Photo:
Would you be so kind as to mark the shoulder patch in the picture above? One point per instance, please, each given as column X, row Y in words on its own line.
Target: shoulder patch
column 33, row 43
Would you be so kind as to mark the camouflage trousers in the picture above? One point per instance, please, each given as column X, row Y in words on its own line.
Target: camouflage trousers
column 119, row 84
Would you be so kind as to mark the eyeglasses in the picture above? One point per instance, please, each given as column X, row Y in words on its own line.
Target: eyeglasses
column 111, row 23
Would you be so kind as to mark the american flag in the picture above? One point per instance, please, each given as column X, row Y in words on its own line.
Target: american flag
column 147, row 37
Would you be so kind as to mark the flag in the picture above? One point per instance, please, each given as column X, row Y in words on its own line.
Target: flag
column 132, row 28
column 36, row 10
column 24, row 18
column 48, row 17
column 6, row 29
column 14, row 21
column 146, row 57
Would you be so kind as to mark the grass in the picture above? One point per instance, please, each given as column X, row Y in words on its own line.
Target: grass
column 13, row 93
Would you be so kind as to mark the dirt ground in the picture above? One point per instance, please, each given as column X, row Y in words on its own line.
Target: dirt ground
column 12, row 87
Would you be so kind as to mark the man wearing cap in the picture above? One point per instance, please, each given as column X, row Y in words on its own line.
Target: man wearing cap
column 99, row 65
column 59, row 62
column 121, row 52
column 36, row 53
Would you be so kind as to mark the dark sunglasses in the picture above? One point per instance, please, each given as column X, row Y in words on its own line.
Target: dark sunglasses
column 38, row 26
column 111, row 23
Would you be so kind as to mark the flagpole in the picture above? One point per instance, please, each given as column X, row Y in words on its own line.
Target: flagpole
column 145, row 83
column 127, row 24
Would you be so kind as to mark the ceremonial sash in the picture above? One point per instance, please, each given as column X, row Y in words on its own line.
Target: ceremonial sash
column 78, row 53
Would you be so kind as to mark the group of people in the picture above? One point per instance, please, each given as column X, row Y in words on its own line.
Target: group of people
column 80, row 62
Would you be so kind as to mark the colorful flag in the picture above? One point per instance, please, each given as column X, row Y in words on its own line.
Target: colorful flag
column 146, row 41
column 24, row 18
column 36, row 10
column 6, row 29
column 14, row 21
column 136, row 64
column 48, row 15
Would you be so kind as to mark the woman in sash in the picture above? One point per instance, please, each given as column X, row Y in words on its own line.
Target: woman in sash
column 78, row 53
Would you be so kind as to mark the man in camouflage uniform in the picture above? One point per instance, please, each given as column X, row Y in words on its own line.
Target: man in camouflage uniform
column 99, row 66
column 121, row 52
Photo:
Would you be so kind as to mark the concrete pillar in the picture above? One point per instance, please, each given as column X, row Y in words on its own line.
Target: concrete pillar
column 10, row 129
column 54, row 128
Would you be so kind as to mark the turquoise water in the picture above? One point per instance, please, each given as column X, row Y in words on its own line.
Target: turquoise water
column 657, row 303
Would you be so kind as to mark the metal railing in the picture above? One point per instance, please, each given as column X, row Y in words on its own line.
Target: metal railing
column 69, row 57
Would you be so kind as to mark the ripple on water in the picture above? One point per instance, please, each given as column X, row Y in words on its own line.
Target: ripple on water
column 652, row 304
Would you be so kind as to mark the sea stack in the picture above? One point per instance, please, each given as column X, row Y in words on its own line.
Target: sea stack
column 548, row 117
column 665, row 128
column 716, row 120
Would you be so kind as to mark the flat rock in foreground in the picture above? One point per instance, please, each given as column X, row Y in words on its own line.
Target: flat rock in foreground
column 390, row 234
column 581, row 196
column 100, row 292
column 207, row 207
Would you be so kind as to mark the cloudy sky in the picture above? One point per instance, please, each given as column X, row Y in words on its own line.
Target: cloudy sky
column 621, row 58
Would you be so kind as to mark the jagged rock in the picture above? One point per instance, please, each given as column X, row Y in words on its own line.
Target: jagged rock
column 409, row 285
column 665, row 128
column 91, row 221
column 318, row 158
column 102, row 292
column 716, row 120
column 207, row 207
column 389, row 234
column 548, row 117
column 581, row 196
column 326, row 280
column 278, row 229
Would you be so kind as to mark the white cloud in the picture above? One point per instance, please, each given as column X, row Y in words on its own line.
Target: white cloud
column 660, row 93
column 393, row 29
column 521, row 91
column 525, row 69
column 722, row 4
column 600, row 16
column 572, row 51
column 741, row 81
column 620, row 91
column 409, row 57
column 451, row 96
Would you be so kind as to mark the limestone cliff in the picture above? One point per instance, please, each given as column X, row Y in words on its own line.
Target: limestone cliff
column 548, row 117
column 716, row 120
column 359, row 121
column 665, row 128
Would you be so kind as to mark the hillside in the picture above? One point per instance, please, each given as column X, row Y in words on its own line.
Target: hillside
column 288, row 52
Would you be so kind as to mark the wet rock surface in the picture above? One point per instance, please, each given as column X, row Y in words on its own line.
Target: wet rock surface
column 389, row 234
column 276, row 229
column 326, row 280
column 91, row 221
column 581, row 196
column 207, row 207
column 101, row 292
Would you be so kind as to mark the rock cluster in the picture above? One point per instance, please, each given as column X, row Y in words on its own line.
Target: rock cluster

━━━━━━━━━━━━━━━━━━━━

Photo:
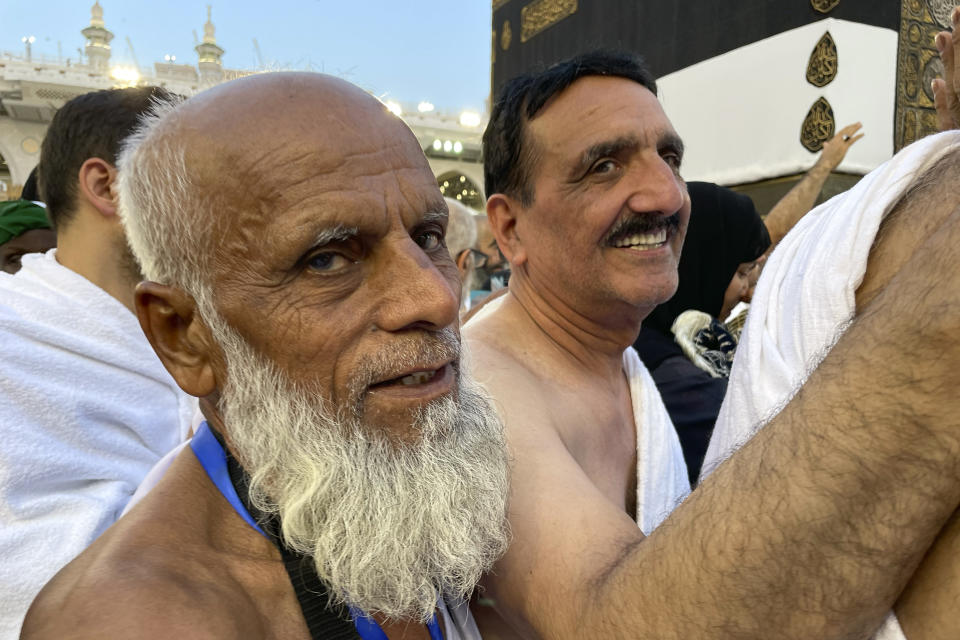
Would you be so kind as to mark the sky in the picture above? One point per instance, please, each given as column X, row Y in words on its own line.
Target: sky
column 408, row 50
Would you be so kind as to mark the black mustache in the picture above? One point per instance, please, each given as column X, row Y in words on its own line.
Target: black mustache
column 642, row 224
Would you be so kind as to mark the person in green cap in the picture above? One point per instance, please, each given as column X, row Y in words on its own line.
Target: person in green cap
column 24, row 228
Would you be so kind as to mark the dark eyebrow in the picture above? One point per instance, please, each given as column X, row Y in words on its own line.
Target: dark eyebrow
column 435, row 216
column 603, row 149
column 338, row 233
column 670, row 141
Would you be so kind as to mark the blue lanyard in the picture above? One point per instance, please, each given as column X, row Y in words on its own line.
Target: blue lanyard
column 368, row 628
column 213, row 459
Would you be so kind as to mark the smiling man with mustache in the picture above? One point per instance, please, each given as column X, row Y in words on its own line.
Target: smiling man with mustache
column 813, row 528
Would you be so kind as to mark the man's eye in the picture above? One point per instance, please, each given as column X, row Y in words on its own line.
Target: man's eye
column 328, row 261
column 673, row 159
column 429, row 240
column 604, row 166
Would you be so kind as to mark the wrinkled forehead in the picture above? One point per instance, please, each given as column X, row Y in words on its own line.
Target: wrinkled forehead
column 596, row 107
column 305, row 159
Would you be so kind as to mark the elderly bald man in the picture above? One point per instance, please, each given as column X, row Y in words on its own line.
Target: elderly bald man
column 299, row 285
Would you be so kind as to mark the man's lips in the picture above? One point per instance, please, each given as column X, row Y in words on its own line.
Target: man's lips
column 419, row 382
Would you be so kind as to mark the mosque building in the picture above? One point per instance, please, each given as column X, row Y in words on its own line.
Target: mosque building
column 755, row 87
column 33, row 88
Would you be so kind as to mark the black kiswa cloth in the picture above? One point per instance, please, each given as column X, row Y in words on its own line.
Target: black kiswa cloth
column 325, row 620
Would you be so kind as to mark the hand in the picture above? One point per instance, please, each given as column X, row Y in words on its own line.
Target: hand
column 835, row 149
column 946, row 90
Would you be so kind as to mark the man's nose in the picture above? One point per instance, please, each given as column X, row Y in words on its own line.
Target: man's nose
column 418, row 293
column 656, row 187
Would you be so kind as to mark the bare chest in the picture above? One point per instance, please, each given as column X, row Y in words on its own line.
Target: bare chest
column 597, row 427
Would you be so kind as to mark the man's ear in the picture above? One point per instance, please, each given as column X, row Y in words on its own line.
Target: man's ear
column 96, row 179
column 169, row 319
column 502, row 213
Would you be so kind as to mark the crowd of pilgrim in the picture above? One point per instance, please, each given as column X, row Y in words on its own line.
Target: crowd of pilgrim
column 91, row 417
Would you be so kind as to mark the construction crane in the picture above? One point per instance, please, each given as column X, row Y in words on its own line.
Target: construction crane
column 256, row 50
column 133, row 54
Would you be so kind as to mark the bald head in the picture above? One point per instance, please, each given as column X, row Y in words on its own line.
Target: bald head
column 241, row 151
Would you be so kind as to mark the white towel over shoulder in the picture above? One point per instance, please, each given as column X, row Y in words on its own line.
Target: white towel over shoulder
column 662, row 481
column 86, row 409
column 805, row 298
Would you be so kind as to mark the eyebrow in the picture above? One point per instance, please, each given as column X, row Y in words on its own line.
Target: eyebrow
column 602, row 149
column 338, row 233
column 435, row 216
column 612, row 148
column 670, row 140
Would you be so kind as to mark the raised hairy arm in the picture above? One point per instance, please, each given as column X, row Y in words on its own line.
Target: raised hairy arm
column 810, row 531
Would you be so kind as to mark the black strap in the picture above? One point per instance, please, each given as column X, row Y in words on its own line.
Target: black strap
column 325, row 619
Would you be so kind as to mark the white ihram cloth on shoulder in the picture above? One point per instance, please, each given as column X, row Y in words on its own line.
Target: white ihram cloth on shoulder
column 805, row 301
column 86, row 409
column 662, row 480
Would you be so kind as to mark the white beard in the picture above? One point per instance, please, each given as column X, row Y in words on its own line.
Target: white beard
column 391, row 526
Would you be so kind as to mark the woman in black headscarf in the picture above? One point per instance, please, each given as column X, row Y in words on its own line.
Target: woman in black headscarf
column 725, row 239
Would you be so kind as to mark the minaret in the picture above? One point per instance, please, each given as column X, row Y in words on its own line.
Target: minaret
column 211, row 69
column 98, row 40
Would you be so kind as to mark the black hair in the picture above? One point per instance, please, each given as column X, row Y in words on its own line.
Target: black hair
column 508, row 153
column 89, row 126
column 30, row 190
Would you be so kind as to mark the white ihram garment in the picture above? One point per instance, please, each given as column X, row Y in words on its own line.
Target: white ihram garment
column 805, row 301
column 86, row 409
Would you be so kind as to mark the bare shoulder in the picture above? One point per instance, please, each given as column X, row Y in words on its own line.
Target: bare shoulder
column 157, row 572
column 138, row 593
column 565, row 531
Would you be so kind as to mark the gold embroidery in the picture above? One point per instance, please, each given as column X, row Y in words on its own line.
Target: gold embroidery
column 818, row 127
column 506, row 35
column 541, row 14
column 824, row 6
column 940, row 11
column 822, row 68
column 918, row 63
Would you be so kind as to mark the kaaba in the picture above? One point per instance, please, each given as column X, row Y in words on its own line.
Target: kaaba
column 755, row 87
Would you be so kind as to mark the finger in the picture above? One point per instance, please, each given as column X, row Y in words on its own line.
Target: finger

━━━━━━━━━━━━━━━━━━━━

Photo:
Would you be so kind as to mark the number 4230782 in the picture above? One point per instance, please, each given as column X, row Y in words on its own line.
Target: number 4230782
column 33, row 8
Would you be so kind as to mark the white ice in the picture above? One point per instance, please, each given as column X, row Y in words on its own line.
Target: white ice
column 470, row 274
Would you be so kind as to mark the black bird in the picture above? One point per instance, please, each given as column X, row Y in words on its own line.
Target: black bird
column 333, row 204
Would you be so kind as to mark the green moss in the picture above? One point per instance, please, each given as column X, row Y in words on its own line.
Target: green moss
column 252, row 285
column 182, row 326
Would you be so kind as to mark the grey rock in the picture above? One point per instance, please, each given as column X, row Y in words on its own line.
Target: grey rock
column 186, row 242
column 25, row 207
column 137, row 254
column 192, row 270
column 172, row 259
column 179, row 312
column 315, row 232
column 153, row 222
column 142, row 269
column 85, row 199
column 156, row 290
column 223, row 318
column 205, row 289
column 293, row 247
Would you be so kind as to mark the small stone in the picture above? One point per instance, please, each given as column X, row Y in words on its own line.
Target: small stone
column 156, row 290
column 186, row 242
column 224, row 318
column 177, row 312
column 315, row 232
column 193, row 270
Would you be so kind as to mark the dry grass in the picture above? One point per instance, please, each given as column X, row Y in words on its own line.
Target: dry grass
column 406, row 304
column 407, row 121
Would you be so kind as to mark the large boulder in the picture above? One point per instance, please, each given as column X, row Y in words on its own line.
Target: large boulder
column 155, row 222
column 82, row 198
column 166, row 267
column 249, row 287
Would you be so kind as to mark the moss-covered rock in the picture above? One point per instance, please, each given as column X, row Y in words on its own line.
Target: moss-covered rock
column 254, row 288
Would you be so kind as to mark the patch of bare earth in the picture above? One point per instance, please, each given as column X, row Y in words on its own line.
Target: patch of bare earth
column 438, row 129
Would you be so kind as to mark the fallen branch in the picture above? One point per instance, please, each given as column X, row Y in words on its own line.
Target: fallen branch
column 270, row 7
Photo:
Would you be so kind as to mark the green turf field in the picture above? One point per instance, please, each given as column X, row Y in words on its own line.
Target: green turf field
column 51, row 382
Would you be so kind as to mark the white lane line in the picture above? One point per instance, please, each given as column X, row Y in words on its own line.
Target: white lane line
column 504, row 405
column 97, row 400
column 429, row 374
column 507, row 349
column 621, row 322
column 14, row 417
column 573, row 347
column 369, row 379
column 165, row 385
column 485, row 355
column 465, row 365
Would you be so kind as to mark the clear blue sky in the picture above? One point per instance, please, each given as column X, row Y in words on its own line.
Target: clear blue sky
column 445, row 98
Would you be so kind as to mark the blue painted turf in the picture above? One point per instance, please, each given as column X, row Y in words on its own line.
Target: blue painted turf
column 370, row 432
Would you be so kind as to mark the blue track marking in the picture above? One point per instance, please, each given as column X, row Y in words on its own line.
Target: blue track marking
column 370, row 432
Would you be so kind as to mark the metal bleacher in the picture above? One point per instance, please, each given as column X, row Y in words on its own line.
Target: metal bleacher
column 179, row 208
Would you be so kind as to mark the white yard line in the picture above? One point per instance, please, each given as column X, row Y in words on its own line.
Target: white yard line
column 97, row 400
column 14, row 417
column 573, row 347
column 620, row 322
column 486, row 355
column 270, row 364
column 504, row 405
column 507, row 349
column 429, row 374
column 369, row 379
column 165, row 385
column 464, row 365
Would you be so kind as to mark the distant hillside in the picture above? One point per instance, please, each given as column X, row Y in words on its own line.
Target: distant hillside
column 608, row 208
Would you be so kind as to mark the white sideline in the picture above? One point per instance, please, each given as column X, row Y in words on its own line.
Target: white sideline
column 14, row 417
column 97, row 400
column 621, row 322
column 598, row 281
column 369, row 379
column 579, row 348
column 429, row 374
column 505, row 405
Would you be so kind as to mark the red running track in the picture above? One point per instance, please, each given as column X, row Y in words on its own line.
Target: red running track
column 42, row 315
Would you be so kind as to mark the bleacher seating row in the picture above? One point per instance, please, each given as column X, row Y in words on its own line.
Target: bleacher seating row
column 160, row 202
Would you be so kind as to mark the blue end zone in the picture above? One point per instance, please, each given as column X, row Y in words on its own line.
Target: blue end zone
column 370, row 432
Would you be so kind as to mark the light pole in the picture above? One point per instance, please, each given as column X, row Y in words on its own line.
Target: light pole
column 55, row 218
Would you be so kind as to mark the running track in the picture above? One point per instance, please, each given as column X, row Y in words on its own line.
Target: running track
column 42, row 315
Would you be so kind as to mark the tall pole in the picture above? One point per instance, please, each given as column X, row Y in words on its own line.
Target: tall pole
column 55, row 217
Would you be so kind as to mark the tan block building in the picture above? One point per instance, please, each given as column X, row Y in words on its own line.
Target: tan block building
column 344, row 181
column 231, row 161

━━━━━━━━━━━━━━━━━━━━

Given request
In the material, rewrite everything from the line containing "Would you be so kind as to mark the gold" through the line containing "Target: finger", inclusive, putting "stitching" wherever "embroidery" appears and leaving all else as it is.

Final result
Would you be so kind as to mark the gold stitching in the picture above? One point per instance, please, each given as column X, row Y in words on its own line.
Target: gold stitching
column 818, row 127
column 506, row 35
column 541, row 14
column 824, row 6
column 940, row 11
column 822, row 68
column 918, row 63
Would you be so kind as to mark the kaaba in the picture above? One point per instance, please, each given as column X, row Y in words on its own line.
Target: kaaba
column 755, row 87
Would you be so kind as to mark the finger in the picture above? One point per instance, please, each given as column X, row Y in words on its own line.
Target: finger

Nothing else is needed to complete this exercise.